#### Passage to read

I don’t think society quite understands the impact of being sexualized.  It creates very superficial relationships amongst girls and between girls and boys. The fantasies, the insecurities about your looks, and the pressure of complying to the common standard begins to dominate.  All these things become incredibly important, and they reduce your existence to only the sexual part of being human. To clarify, there are countless reasons being ‘dateable’ is positive, but these qualities should be important on a human level, not solely determined by men or the sexual approval of someone else. Qualities that make a person special should apply to all scenarios not only roamntci and should be admired but on a individual purpose. These doubts shouldn’t consume your thoughts and actions on a daily basis. In adulthood,  men’s approval systematically overreaches into the psyche of women. Do men want to hire you? Will men allow you to  have social mobility? Will they ‘allow’ us to walk down the street unbothered? Will he honor my right to safety? The biological physical superiority men hold influences our lives as soon as we become women. It can immobilize us sometimes.

The most confounding part of this phenomena is that targeted blame towards females comes from both women and men. Scroll through a few TikTok reels and it is clear society shames and blames us for our superficiality. After being measured on sexual grounds, society wonders why we care about, supposedly,the only thing that our success is determined by. In Barbie, Greta Gerwig captured the struggle of women and the feeling of being distraught if we weren’t beautiful or very successful. In emphasizing Barbie’s role in the movie, Gerwig reflected the cloud of uncertainty that surrounds simply being who we are, in simply being ‘Barbie’. Our happiness is measured by success or looks,  yet the joy in living should simply be living. There are no real suppositions in life.  Happiness and success have different definitions in everyone’s dictionary.  Why should we comply to the ones produced by our current society?

########
#### Supplied data

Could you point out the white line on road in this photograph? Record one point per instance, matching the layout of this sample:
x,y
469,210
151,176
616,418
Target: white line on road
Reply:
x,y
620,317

########

Carry on the piece about how being sexualized shapes the lives of girls and women, picking up right after its closing question.

* _Answer to the exercise_:
Some argue that the ‘need’ for feminism has been extinguished. This perspective not only overlooks the countless rights that women lack outside of the Western world, it also fails to understand how our patriarchal society continues to impact females in ‘progressive’ countries. Currently, once the canvas of our lives stains red, we females are unsure about where we can paint and how we look doing so. 

It is important we return to and conserve the many positive aspects of girlhood and learn to support each other, because females also subconsciously form part of the vicious cycle that works against us socially. At the end of the day, no one will remember how beautiful you were based on what Rare Beauty blush you wore, what top you chose to wear, or what lipstick shade you put on. Beauty will be remembered based on our kindness, support, rigor, and hard work. Let us create the adult canvas in which we embrace the freedom to enjoy each other and our existence. As women, let’s get together and blast music in the car, share that story, win the league, paint our nails, and reach our goals. Enough of grouping girls into categories, determining them by their subjective value, and pitting us against each other for the validation of a man. Let’s return to the affirmations and safety we used to get as girls which made our eyes twinkle and our hearts swell with joy. Remember we are the reason that our canvas lives, so let’s make it easier for us to paint all the colors on the canvas of our complex, beautiful true selves. 


Source Cited:

KLADYSOON. “Womanhood.” Redbubble, www.redbubble.com/i/poster/83373050.E40HW. Accessed 19 Dec. 2023.